▶ **WHAT YOU ARE ASKED TO DO**: Pick out every line of the entries below that contains the word "trim", and copy each of those lines.

▶ **DATA ROWS**:
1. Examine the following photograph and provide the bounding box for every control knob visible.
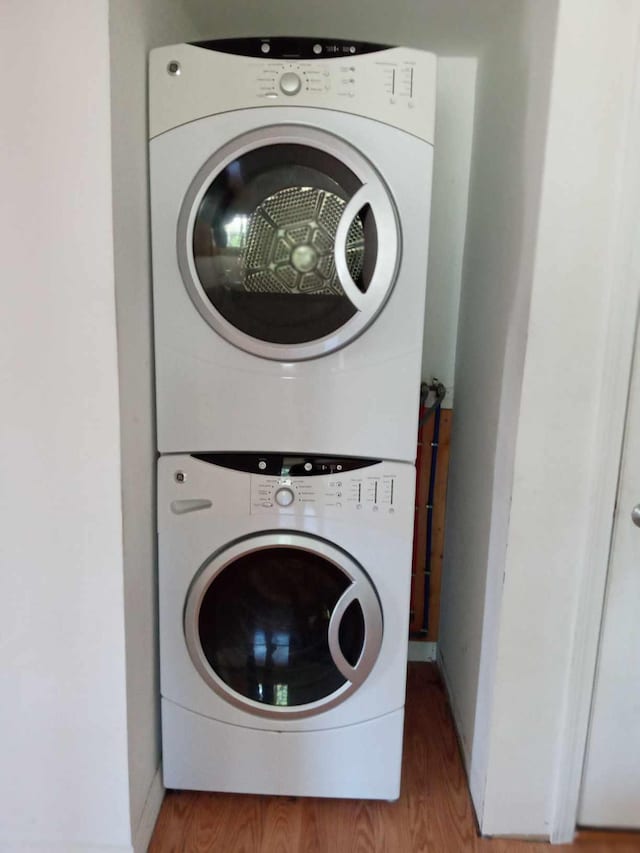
[280,71,302,95]
[274,486,296,506]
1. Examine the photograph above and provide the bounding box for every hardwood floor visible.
[149,664,640,853]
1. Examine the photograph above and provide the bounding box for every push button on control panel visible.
[280,71,302,95]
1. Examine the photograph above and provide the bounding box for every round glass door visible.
[178,127,399,361]
[185,534,382,717]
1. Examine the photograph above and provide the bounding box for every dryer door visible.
[184,533,382,719]
[177,125,400,361]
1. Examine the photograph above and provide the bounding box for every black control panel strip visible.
[190,36,391,59]
[191,453,382,477]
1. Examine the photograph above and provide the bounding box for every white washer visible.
[149,39,436,460]
[158,454,414,799]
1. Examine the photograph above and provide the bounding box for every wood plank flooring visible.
[149,663,640,853]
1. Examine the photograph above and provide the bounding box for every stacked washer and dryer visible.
[149,38,435,799]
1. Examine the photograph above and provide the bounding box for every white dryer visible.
[158,454,414,799]
[149,39,436,460]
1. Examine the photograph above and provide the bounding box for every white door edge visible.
[549,25,640,844]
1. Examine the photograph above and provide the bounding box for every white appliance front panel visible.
[149,44,436,143]
[158,455,415,732]
[162,699,404,800]
[151,109,432,461]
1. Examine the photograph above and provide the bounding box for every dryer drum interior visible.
[193,143,378,344]
[185,537,382,713]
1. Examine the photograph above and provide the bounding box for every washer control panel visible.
[251,470,398,515]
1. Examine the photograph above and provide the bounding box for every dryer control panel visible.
[149,38,436,144]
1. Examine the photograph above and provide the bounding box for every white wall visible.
[0,0,130,853]
[482,0,640,835]
[439,2,556,817]
[109,0,201,850]
[422,56,478,398]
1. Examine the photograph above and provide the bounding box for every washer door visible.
[184,533,382,718]
[177,126,400,361]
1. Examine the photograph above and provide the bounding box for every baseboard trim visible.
[407,640,438,662]
[133,763,164,853]
[0,839,133,853]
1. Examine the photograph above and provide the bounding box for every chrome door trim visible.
[176,124,401,361]
[329,581,382,686]
[183,531,383,720]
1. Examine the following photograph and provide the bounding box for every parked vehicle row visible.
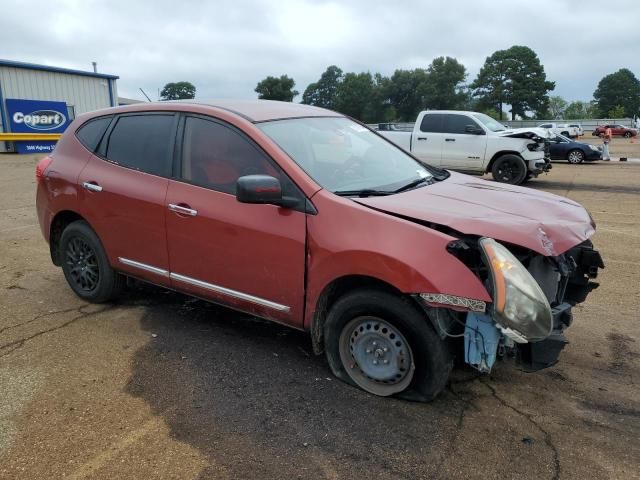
[36,101,604,401]
[380,110,551,185]
[538,123,581,138]
[591,124,638,138]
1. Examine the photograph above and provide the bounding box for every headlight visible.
[480,238,553,343]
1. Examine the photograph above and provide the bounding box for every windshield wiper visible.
[393,177,433,193]
[333,188,395,198]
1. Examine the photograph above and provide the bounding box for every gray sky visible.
[0,0,640,101]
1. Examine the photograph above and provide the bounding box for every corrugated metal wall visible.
[0,66,118,151]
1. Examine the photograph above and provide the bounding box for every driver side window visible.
[180,117,284,195]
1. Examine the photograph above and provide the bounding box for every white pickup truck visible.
[538,123,581,138]
[379,110,551,185]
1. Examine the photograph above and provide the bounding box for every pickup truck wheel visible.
[567,150,584,164]
[324,289,453,402]
[59,220,125,303]
[491,154,527,185]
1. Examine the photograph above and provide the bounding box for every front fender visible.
[305,191,491,328]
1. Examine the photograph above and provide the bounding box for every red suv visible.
[36,101,604,401]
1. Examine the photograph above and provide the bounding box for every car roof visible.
[92,100,344,122]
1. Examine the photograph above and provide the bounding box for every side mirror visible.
[236,175,299,208]
[464,125,485,135]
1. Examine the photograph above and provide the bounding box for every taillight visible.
[36,157,53,182]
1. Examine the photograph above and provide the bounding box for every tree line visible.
[255,45,640,123]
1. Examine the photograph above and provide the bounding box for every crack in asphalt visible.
[0,305,86,336]
[480,380,560,480]
[0,305,115,358]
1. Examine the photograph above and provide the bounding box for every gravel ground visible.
[0,155,640,480]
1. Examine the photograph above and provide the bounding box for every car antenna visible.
[140,87,151,101]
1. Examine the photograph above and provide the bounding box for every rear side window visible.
[106,115,174,177]
[76,117,111,152]
[420,113,444,133]
[444,114,478,135]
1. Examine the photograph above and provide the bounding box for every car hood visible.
[354,172,595,256]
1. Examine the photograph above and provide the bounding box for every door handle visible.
[82,182,102,192]
[168,203,198,217]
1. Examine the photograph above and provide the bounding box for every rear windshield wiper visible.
[333,188,395,198]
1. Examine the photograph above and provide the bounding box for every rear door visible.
[164,116,306,327]
[411,113,444,167]
[79,113,178,284]
[441,113,487,171]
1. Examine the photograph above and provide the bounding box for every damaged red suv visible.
[36,101,604,401]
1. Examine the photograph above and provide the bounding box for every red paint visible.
[37,101,594,328]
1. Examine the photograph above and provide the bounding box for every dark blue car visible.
[550,135,602,163]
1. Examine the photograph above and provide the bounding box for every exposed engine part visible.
[464,312,502,373]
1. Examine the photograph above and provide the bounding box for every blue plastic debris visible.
[464,312,501,373]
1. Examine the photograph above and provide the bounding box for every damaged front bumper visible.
[428,240,604,373]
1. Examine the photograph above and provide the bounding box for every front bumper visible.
[515,241,604,372]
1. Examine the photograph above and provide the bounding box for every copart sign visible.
[5,98,71,153]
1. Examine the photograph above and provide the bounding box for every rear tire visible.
[567,150,585,165]
[491,154,527,185]
[59,220,125,303]
[324,289,453,402]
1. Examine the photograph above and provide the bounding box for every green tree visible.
[471,45,555,120]
[255,75,298,102]
[160,82,196,100]
[334,72,376,122]
[564,100,598,120]
[302,65,343,109]
[545,95,569,120]
[385,68,429,121]
[593,68,640,116]
[423,57,468,110]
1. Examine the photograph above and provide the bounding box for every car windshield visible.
[473,113,506,132]
[257,117,447,195]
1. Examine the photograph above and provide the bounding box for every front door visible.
[411,113,444,167]
[440,113,487,172]
[78,113,177,285]
[166,116,306,327]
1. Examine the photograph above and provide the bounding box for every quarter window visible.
[181,117,288,194]
[106,114,174,177]
[76,117,111,152]
[444,115,478,135]
[420,113,444,133]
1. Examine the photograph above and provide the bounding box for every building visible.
[0,60,119,153]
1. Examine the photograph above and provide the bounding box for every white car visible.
[538,123,579,138]
[379,110,555,185]
[569,123,584,137]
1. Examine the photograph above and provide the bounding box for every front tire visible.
[324,289,453,402]
[491,154,527,185]
[59,220,125,303]
[567,150,584,165]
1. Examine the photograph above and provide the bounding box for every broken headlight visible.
[480,238,553,343]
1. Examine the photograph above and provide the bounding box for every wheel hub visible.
[349,318,412,385]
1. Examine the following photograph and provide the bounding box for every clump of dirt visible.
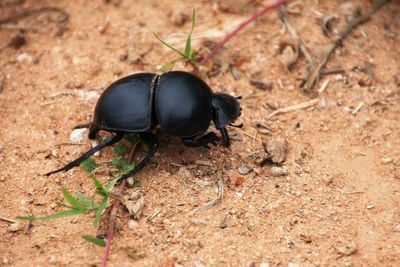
[0,0,400,266]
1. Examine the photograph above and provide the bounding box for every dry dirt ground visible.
[0,0,400,266]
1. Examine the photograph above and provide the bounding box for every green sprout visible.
[17,134,141,247]
[153,9,197,72]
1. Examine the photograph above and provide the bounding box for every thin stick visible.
[101,141,141,267]
[238,129,263,143]
[196,173,224,213]
[200,0,289,65]
[101,179,127,267]
[302,0,389,92]
[267,98,319,119]
[351,101,364,115]
[279,6,314,64]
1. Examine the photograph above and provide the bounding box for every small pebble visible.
[77,90,100,102]
[229,131,243,141]
[250,76,273,91]
[271,166,288,177]
[49,255,57,264]
[193,261,206,267]
[191,218,208,225]
[171,12,189,27]
[194,160,212,167]
[231,66,242,81]
[382,157,393,164]
[17,52,32,63]
[7,222,22,232]
[264,140,287,163]
[239,166,252,175]
[69,128,88,144]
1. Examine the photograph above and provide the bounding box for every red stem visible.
[101,179,127,267]
[101,141,141,267]
[200,0,289,65]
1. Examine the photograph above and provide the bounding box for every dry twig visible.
[200,0,288,65]
[196,172,224,213]
[267,98,319,119]
[279,5,314,64]
[0,6,69,36]
[0,214,20,223]
[301,0,389,92]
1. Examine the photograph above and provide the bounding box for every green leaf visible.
[79,158,99,173]
[111,159,135,177]
[17,210,85,221]
[185,9,196,59]
[82,235,106,247]
[93,197,108,227]
[92,176,107,197]
[133,181,142,187]
[104,178,118,193]
[160,60,177,72]
[153,32,186,58]
[75,192,96,209]
[61,187,86,211]
[113,145,128,156]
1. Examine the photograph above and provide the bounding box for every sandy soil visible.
[0,0,400,267]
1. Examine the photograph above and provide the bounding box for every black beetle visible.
[45,71,242,179]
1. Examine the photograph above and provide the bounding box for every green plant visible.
[18,134,140,247]
[153,9,197,72]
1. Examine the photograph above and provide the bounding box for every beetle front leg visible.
[119,132,158,180]
[182,132,219,148]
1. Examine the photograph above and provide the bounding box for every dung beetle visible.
[45,71,242,179]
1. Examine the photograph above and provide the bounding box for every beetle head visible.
[212,93,242,129]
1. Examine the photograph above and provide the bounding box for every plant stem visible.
[200,0,289,65]
[101,141,141,267]
[101,179,126,267]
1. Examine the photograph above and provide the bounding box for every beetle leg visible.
[219,127,231,147]
[182,132,219,148]
[45,133,124,176]
[120,132,158,179]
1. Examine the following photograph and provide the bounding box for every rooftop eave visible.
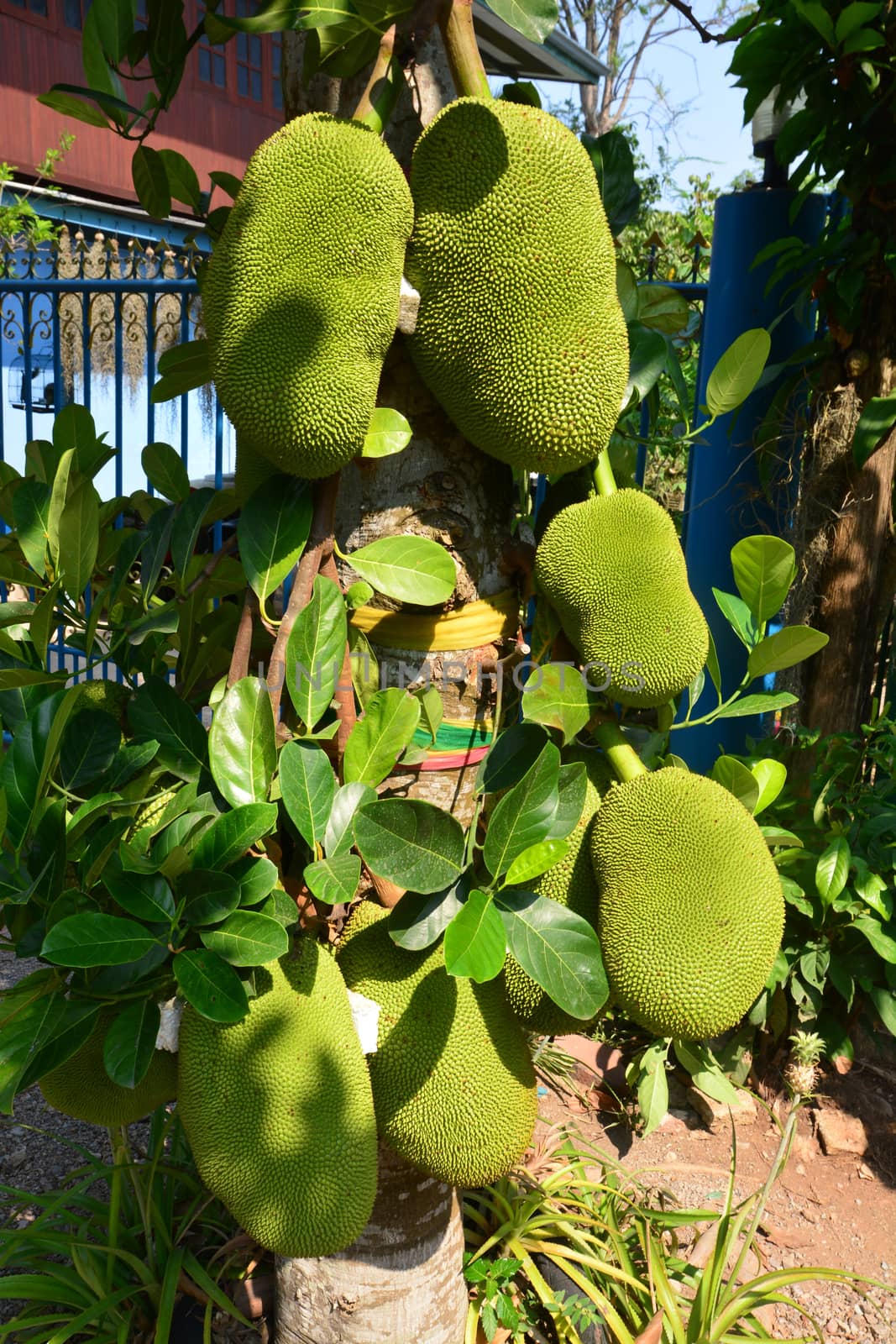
[473,0,607,83]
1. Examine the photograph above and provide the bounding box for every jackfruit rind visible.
[177,938,376,1255]
[338,902,537,1187]
[591,768,784,1040]
[504,748,611,1037]
[406,98,629,472]
[40,1010,177,1126]
[535,491,710,708]
[203,113,414,477]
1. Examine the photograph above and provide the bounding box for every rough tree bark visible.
[277,21,513,1344]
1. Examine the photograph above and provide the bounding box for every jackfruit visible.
[504,748,612,1037]
[203,112,414,477]
[336,902,537,1187]
[591,768,784,1040]
[177,938,376,1255]
[535,491,710,707]
[40,1008,177,1126]
[406,98,629,472]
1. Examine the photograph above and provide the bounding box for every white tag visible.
[348,990,380,1055]
[156,999,184,1055]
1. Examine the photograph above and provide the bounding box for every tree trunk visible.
[277,1144,468,1344]
[277,24,515,1344]
[789,267,896,734]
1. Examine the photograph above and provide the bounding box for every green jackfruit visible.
[504,748,612,1037]
[406,98,629,472]
[338,902,537,1187]
[40,1010,177,1126]
[177,938,376,1255]
[535,491,710,707]
[203,112,414,477]
[591,768,784,1040]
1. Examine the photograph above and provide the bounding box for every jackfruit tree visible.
[0,0,843,1344]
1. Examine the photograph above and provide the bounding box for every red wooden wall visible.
[0,0,284,213]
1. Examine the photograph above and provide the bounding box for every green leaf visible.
[716,690,797,719]
[731,536,797,622]
[159,150,203,211]
[128,677,208,780]
[302,853,361,906]
[172,948,249,1023]
[139,444,190,504]
[482,742,560,878]
[237,473,312,605]
[750,759,787,817]
[710,755,759,811]
[130,145,170,219]
[199,910,289,966]
[853,392,896,469]
[445,890,506,984]
[102,862,175,923]
[193,802,277,869]
[286,574,347,728]
[706,327,771,415]
[504,833,572,887]
[480,0,558,43]
[324,784,376,858]
[343,687,421,788]
[388,874,468,952]
[208,676,277,808]
[815,836,851,905]
[102,999,160,1087]
[40,914,159,966]
[280,742,336,848]
[359,406,414,459]
[475,723,550,795]
[177,858,241,926]
[495,889,610,1021]
[348,536,457,606]
[354,798,464,894]
[522,663,602,746]
[747,625,827,677]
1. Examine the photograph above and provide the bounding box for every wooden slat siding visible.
[0,0,282,205]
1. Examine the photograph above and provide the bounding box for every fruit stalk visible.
[439,0,491,98]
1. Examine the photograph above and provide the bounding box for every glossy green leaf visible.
[504,833,572,887]
[361,406,414,457]
[482,742,560,878]
[522,663,602,746]
[286,574,347,728]
[200,910,289,966]
[710,755,759,811]
[302,853,361,906]
[237,473,312,605]
[445,890,506,984]
[388,874,469,952]
[343,687,421,788]
[130,145,170,219]
[139,444,190,504]
[731,535,797,621]
[102,999,160,1087]
[354,798,464,894]
[172,948,249,1023]
[40,914,159,966]
[208,676,277,808]
[128,677,208,780]
[348,536,457,606]
[280,742,336,848]
[706,327,771,415]
[193,802,277,869]
[324,784,376,858]
[495,889,610,1020]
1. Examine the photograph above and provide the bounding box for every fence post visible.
[674,188,826,770]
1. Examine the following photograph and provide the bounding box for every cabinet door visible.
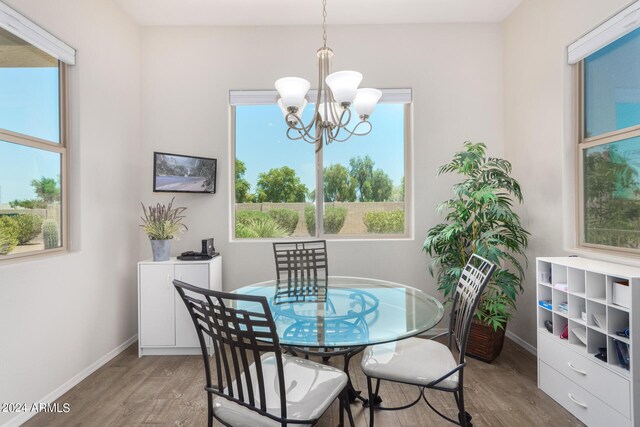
[209,256,222,291]
[175,264,209,347]
[138,264,176,347]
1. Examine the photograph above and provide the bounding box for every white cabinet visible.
[536,257,640,427]
[138,256,222,356]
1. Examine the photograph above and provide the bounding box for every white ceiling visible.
[115,0,522,25]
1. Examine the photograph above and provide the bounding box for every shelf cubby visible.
[569,294,587,325]
[536,257,640,427]
[537,261,551,285]
[569,320,587,351]
[553,313,569,337]
[552,289,569,317]
[587,329,607,355]
[568,268,585,296]
[585,271,607,304]
[607,337,629,376]
[538,306,553,334]
[551,264,567,287]
[607,306,629,338]
[587,300,607,334]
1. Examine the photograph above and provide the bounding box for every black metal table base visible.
[283,346,368,405]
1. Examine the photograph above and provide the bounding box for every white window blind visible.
[567,1,640,64]
[229,89,412,105]
[0,2,76,65]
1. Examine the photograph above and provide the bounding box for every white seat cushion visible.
[362,338,458,389]
[213,353,347,427]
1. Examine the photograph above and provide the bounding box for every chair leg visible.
[207,393,213,427]
[367,377,380,427]
[338,391,348,427]
[453,387,473,427]
[340,387,355,427]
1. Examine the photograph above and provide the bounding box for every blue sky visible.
[0,68,404,204]
[0,68,60,204]
[236,104,404,192]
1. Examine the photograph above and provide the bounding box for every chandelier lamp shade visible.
[275,0,382,151]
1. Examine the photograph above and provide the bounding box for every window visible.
[231,90,411,239]
[578,29,640,250]
[0,26,67,261]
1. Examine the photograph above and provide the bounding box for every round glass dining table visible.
[235,276,444,349]
[235,276,444,405]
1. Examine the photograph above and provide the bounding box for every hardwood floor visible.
[24,340,582,427]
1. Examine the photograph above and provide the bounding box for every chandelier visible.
[275,0,382,152]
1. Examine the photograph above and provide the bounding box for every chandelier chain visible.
[322,0,327,47]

▶ **ANSWER TO THE PROBLEM**:
1. Examine the photograph above and provide the bounding box for every baseboard trim visible.
1. Examine the photograph above and provide the bounding box for every chrome door trim visible.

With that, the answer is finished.